To be done:
Repeat exactly, and only, the lines from the one containing "Task: identify the tall grass" through the end of the records.

Position annotation records:
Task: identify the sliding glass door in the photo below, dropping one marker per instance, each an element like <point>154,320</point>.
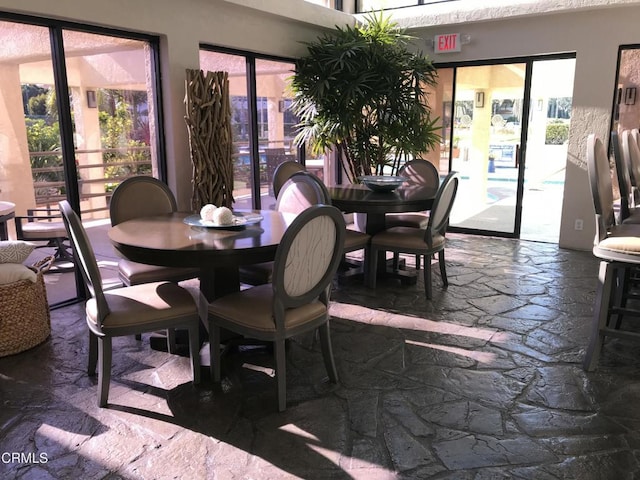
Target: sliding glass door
<point>263,125</point>
<point>505,130</point>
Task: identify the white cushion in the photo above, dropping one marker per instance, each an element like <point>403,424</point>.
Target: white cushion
<point>15,251</point>
<point>14,272</point>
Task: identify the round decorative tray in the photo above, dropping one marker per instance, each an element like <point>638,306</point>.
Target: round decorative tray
<point>240,220</point>
<point>382,183</point>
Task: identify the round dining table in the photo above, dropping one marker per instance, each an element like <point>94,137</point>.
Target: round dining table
<point>218,252</point>
<point>358,198</point>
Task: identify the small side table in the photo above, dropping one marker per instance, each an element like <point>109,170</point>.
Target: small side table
<point>7,212</point>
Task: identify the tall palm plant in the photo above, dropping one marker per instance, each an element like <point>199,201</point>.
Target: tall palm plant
<point>361,91</point>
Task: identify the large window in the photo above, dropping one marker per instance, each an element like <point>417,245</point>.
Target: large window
<point>79,114</point>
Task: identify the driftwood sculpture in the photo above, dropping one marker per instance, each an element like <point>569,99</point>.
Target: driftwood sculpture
<point>208,121</point>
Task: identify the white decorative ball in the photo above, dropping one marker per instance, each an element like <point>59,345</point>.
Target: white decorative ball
<point>206,212</point>
<point>223,216</point>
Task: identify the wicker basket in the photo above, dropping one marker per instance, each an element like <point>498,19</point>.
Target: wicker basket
<point>25,319</point>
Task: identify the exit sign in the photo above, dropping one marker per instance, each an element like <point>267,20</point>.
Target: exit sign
<point>449,42</point>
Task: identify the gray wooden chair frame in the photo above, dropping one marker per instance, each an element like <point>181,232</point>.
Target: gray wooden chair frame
<point>128,310</point>
<point>139,197</point>
<point>283,172</point>
<point>143,196</point>
<point>393,239</point>
<point>419,172</point>
<point>310,190</point>
<point>617,248</point>
<point>291,313</point>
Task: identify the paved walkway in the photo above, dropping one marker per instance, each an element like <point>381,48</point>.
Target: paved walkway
<point>483,382</point>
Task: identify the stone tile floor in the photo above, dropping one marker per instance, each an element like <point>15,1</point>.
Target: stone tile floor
<point>483,382</point>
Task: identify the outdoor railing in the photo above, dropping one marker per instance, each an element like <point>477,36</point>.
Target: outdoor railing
<point>50,192</point>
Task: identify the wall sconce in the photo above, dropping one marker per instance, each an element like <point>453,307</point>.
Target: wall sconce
<point>630,96</point>
<point>92,101</point>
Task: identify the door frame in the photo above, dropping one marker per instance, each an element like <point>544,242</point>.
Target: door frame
<point>526,108</point>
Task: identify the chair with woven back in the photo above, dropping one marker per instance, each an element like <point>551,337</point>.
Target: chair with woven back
<point>127,310</point>
<point>295,302</point>
<point>137,197</point>
<point>283,173</point>
<point>417,172</point>
<point>302,190</point>
<point>617,247</point>
<point>419,241</point>
<point>631,150</point>
<point>143,196</point>
<point>621,155</point>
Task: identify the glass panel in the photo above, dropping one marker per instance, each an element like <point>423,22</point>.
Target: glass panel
<point>440,100</point>
<point>547,140</point>
<point>31,165</point>
<point>113,112</point>
<point>486,125</point>
<point>275,123</point>
<point>236,66</point>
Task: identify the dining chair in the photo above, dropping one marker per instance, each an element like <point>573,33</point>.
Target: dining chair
<point>631,151</point>
<point>617,247</point>
<point>127,310</point>
<point>417,172</point>
<point>137,197</point>
<point>273,157</point>
<point>419,241</point>
<point>45,226</point>
<point>628,212</point>
<point>296,301</point>
<point>143,196</point>
<point>302,190</point>
<point>283,172</point>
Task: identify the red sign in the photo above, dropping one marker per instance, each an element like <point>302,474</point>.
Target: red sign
<point>449,42</point>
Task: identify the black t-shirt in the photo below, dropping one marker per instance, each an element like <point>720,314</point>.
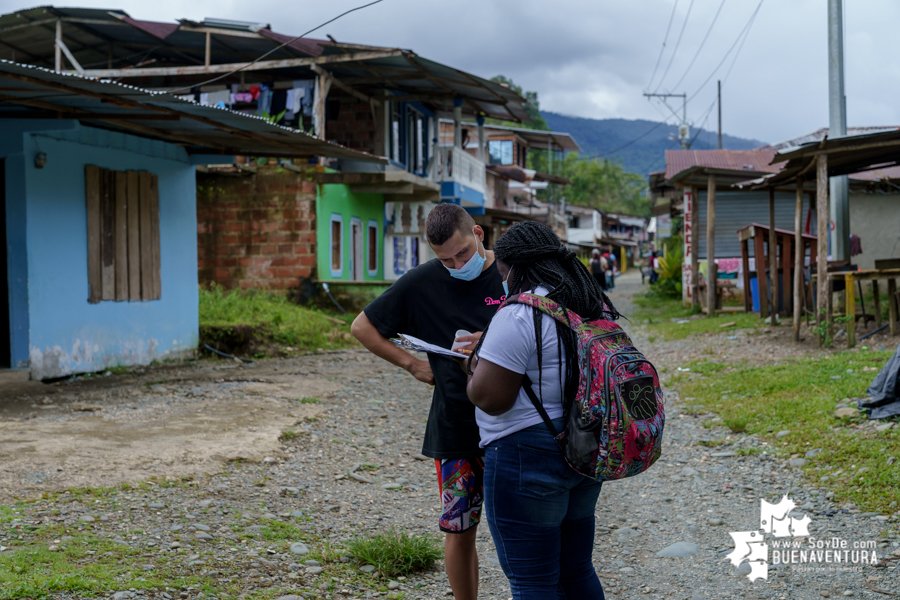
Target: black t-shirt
<point>431,305</point>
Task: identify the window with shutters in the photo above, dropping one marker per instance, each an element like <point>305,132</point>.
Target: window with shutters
<point>123,235</point>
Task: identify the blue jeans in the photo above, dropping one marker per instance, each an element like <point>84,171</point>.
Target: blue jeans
<point>541,515</point>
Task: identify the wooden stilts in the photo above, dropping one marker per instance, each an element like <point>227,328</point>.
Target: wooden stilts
<point>850,295</point>
<point>798,256</point>
<point>711,245</point>
<point>893,302</point>
<point>773,255</point>
<point>877,302</point>
<point>822,294</point>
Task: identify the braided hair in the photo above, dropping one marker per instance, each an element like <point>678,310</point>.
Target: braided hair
<point>537,258</point>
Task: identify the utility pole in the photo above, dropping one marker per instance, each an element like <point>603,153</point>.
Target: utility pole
<point>837,127</point>
<point>720,114</point>
<point>684,129</point>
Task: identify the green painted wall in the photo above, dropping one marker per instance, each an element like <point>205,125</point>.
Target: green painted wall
<point>337,199</point>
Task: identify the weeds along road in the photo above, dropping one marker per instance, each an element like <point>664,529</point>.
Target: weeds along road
<point>215,480</point>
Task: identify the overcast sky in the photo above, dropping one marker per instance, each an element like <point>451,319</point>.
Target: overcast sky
<point>595,58</point>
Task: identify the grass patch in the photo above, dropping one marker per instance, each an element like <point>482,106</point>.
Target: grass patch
<point>84,564</point>
<point>661,316</point>
<point>800,396</point>
<point>395,553</point>
<point>262,323</point>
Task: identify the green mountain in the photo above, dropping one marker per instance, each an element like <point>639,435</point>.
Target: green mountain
<point>638,145</point>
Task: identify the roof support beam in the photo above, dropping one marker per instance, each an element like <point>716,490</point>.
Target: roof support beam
<point>245,66</point>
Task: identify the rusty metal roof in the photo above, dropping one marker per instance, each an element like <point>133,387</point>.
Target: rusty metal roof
<point>112,44</point>
<point>684,164</point>
<point>33,93</point>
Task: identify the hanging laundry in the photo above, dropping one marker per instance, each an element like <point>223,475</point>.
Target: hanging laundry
<point>308,86</point>
<point>223,96</point>
<point>855,245</point>
<point>279,98</point>
<point>295,99</point>
<point>264,102</point>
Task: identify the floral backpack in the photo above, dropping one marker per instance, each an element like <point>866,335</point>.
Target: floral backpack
<point>614,425</point>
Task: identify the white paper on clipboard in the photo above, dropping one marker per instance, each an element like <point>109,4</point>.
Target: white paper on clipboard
<point>413,343</point>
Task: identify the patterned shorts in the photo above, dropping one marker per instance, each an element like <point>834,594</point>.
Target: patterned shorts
<point>462,492</point>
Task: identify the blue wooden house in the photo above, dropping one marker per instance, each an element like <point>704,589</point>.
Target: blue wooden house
<point>98,218</point>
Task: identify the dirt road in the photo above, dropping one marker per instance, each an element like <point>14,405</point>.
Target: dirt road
<point>349,464</point>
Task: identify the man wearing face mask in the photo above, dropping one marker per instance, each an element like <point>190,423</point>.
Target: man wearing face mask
<point>460,289</point>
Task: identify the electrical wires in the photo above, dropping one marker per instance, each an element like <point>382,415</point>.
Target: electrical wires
<point>663,49</point>
<point>705,37</point>
<point>675,49</point>
<point>275,49</point>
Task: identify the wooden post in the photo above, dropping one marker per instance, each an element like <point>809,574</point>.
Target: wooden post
<point>323,86</point>
<point>893,301</point>
<point>850,294</point>
<point>798,256</point>
<point>695,251</point>
<point>711,246</point>
<point>877,301</point>
<point>822,236</point>
<point>57,50</point>
<point>762,286</point>
<point>773,256</point>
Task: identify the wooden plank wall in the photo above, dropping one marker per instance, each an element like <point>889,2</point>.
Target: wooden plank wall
<point>123,235</point>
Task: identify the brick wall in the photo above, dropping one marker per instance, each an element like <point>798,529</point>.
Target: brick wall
<point>256,231</point>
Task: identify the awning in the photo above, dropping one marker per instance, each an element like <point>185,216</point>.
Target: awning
<point>111,44</point>
<point>399,186</point>
<point>35,93</point>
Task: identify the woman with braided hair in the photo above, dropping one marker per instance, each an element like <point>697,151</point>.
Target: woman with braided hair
<point>540,511</point>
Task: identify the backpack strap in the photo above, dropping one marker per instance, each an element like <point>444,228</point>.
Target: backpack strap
<point>547,306</point>
<point>529,391</point>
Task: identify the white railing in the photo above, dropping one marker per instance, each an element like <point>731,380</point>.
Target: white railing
<point>455,164</point>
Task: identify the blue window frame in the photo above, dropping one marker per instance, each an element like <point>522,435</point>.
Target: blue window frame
<point>336,245</point>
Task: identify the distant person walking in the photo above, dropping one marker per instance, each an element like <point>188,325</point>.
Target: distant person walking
<point>540,511</point>
<point>598,268</point>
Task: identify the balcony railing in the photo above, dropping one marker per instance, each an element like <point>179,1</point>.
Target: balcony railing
<point>457,165</point>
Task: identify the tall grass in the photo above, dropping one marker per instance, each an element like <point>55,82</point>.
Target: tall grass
<point>274,319</point>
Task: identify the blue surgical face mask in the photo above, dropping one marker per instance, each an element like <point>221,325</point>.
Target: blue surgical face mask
<point>505,283</point>
<point>472,269</point>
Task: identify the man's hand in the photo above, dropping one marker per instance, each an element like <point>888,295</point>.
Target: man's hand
<point>421,370</point>
<point>471,340</point>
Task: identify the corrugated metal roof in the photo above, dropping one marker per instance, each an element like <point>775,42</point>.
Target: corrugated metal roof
<point>35,93</point>
<point>680,162</point>
<point>98,38</point>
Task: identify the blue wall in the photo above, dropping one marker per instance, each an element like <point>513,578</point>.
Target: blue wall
<point>66,334</point>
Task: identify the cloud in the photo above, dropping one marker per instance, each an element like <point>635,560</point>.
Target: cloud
<point>594,58</point>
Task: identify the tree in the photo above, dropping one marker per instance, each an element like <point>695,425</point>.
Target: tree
<point>532,108</point>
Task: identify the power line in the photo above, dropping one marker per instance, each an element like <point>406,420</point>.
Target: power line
<point>275,49</point>
<point>742,35</point>
<point>663,49</point>
<point>675,49</point>
<point>705,37</point>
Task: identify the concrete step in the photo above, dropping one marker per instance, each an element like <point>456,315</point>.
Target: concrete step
<point>13,376</point>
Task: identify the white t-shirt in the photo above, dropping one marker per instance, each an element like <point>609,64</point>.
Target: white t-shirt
<point>510,342</point>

Full response:
Task: identify the tall grass in the photo above, dropping one marker per instance, each an element like <point>55,82</point>.
Target: tall grass
<point>274,319</point>
Task: identify the blue surgical face mask in the photo above, dropping one marker per instance, each an element like <point>221,325</point>.
Target: blue surgical face mask
<point>505,283</point>
<point>472,269</point>
Task: identify the man's hand in the photo above, dropping one marker per instance, each an element like <point>888,295</point>.
Target: man's hand
<point>421,370</point>
<point>471,340</point>
Task: identify the corrugated metal roof in the photo above, dropping one marker per instance, each an element like <point>775,42</point>.
Target: corrugated metal roof
<point>35,93</point>
<point>680,162</point>
<point>98,38</point>
Task: identify the blue wall in the photo above, dropping one marker per instance, each an element like <point>513,578</point>.
Target: blue wall
<point>66,334</point>
Task: identify the cloud in the photo above, dropping one marker per instance, each an element like <point>635,560</point>.
Target: cloud
<point>594,58</point>
Task: identify the tree in the photo above, dropping one marker per instance, each an element like <point>695,425</point>.
Target: tree
<point>532,108</point>
Task: identify the power line in the photo above, dropping one marker per instance, each an element like <point>406,420</point>.
Target: power line
<point>275,49</point>
<point>742,35</point>
<point>663,49</point>
<point>675,49</point>
<point>705,37</point>
Task: identify the concrete step in the photo above, dropping one marker per instance, each an element like <point>456,315</point>.
Target: concrete step
<point>13,376</point>
Task: identify the white t-shirt in the photo above, dropping one marker per instance, each an element like <point>609,64</point>.
Target: white t-shirt
<point>510,342</point>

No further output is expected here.